* Task statement
Using the data below, tally the lines that include the string "coordinates". Only the number is wanted.

Stored data entries
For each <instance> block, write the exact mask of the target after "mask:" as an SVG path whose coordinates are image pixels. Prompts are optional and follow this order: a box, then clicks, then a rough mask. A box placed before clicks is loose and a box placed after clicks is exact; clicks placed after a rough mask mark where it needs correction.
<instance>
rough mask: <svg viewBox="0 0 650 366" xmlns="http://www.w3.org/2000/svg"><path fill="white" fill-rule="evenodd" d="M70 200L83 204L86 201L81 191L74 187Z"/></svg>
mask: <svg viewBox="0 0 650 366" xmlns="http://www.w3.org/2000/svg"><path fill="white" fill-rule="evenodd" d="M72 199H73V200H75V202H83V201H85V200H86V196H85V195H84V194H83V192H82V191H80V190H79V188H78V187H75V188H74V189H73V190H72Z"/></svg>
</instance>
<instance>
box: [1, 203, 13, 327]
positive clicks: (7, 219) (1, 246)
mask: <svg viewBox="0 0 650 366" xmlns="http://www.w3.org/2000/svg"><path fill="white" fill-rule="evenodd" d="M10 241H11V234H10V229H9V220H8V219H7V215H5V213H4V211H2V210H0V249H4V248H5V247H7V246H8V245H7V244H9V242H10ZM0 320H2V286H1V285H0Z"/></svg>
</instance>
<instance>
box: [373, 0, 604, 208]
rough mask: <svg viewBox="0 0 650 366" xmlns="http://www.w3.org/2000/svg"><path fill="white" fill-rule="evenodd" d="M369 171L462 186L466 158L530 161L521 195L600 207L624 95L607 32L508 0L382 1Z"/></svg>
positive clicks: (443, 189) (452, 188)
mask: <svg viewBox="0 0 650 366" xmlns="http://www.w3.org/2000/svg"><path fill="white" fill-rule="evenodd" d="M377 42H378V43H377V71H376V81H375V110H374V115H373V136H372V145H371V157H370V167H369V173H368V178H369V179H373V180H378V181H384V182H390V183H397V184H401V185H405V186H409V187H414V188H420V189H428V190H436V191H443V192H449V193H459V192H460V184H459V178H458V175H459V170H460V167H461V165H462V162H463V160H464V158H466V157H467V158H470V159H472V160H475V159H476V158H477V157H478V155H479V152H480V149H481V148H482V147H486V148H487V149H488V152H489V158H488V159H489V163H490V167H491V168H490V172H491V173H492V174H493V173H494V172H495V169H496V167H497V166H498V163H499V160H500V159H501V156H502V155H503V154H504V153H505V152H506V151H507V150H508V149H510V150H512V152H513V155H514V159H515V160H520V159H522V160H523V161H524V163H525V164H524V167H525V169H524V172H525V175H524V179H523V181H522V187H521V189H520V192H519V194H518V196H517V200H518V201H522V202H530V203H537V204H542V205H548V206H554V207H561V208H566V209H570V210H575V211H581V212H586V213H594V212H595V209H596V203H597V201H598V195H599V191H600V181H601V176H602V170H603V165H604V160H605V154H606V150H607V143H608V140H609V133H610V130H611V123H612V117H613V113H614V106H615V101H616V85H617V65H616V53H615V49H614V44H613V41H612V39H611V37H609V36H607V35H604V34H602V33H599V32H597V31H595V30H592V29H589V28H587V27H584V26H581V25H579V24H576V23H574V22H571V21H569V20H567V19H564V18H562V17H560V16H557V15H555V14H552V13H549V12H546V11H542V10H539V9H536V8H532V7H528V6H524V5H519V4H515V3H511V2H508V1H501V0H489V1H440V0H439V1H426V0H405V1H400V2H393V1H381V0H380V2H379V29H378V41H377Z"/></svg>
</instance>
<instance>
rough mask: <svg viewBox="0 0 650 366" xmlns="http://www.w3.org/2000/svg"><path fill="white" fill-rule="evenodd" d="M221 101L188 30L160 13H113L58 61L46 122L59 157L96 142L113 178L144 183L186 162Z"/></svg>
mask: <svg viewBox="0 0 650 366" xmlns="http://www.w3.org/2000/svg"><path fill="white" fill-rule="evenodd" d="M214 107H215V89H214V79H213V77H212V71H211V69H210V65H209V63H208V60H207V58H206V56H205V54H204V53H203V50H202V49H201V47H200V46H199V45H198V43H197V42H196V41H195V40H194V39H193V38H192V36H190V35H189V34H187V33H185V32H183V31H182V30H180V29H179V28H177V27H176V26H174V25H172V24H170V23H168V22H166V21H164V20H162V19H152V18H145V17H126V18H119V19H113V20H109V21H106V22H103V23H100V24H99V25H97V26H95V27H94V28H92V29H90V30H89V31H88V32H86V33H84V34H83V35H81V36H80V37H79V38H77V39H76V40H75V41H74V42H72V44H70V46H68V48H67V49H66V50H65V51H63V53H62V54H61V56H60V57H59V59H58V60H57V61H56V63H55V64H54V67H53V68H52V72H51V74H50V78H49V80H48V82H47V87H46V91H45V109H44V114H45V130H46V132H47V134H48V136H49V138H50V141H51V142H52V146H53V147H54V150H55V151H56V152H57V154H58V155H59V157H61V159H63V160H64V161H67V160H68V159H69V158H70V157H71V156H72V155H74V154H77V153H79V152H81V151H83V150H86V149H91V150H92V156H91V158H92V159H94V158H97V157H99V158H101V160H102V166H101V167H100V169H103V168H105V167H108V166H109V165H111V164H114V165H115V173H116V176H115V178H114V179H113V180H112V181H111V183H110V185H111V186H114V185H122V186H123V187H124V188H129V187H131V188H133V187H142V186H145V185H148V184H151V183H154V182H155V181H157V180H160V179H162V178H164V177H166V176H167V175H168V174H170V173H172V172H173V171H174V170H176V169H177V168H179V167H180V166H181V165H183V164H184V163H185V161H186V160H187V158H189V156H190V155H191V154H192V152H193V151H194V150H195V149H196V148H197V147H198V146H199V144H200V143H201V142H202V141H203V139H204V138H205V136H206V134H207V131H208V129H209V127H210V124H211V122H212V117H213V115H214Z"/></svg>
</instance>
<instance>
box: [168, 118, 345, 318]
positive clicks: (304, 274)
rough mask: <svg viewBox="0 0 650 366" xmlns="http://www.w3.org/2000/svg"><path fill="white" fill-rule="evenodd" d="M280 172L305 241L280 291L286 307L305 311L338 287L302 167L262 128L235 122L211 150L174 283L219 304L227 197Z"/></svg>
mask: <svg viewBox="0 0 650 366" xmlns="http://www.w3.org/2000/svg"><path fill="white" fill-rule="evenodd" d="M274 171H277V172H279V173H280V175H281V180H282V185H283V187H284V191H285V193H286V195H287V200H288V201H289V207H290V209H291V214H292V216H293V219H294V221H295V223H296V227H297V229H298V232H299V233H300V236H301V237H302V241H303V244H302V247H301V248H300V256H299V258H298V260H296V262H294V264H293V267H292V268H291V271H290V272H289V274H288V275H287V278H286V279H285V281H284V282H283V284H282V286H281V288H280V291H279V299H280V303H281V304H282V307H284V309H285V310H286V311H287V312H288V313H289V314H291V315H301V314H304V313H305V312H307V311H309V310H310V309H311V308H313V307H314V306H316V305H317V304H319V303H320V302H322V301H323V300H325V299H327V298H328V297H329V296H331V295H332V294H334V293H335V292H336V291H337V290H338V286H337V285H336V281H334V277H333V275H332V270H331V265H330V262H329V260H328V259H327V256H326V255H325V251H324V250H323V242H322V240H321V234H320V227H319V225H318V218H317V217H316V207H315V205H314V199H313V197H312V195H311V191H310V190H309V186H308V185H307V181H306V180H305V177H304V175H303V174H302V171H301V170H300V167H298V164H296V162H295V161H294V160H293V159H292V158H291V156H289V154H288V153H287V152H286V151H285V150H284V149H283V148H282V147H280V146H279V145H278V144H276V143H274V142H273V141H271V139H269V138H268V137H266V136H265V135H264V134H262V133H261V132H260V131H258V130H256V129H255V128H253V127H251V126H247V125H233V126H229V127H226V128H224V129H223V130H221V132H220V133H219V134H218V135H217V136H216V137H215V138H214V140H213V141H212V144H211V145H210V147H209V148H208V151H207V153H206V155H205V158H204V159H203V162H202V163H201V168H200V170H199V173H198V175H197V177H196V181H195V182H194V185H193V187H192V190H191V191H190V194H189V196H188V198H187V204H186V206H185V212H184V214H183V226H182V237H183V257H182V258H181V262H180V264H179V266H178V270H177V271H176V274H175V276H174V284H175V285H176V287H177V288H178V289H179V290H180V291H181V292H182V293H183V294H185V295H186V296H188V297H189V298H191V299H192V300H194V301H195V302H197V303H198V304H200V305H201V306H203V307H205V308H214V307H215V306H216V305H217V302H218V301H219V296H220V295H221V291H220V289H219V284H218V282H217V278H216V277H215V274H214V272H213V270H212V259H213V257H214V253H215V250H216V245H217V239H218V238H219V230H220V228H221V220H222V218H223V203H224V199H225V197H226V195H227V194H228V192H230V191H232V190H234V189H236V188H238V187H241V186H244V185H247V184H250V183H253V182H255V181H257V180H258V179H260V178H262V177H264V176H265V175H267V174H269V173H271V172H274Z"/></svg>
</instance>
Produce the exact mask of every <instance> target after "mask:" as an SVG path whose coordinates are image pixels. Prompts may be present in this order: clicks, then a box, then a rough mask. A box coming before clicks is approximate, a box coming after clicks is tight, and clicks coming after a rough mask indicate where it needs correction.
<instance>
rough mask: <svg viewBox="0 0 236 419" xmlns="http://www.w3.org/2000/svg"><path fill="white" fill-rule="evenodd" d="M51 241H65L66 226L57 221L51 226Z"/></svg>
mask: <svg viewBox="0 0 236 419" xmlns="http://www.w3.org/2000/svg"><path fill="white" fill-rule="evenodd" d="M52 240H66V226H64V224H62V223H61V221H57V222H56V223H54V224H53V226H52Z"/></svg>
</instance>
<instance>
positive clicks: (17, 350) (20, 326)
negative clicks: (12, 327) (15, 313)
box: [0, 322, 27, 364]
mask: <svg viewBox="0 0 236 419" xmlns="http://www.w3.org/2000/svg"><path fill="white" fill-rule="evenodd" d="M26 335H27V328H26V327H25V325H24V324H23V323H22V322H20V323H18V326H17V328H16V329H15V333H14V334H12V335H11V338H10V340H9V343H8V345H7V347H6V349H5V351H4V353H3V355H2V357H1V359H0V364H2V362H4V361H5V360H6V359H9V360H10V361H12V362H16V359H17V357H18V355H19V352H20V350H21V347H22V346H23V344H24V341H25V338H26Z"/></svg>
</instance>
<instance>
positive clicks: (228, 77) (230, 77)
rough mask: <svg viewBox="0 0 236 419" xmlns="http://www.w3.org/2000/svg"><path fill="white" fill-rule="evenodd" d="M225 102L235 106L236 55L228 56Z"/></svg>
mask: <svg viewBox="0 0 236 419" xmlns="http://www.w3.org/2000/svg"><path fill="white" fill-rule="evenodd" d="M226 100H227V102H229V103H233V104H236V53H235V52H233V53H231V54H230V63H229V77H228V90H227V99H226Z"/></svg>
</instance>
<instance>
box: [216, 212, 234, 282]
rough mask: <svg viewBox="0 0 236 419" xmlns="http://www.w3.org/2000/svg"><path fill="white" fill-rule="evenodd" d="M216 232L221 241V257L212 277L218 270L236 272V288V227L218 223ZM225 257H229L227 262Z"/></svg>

* Response to the task
2